**TASK TO COMPLETE**
Rewrite everything from the start of the rows down through the line containing "331L530 339L539 337L540", replacing "rough mask" with "coarse mask" and keeping all else the same.

[Stored records]

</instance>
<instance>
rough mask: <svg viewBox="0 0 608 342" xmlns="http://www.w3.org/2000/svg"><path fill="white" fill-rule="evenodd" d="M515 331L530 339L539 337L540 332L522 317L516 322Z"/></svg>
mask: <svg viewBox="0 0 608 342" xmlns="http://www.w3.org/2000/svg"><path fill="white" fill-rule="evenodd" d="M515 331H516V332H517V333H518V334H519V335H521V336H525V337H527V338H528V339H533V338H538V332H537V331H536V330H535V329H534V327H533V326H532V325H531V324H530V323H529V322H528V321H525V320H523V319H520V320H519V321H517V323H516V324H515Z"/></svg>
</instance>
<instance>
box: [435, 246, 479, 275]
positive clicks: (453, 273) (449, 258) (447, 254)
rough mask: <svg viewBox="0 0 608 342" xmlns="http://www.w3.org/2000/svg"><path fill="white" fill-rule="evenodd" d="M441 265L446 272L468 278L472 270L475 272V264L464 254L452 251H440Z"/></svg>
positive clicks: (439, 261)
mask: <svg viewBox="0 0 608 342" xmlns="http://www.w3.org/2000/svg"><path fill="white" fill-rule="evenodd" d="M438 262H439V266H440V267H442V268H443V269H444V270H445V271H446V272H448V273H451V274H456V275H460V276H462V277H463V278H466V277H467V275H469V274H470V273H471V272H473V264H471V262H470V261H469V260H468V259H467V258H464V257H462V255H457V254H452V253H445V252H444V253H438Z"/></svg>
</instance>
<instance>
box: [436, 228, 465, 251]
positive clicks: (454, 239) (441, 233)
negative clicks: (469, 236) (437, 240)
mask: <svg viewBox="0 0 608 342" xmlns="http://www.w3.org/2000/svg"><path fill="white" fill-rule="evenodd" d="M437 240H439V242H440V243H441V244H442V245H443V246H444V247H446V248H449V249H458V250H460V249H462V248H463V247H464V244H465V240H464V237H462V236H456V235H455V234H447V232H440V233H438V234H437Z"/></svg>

**RESULT BELOW**
</instance>
<instance>
coarse mask: <svg viewBox="0 0 608 342" xmlns="http://www.w3.org/2000/svg"><path fill="white" fill-rule="evenodd" d="M515 331L530 339L539 337L540 332L522 317L516 322Z"/></svg>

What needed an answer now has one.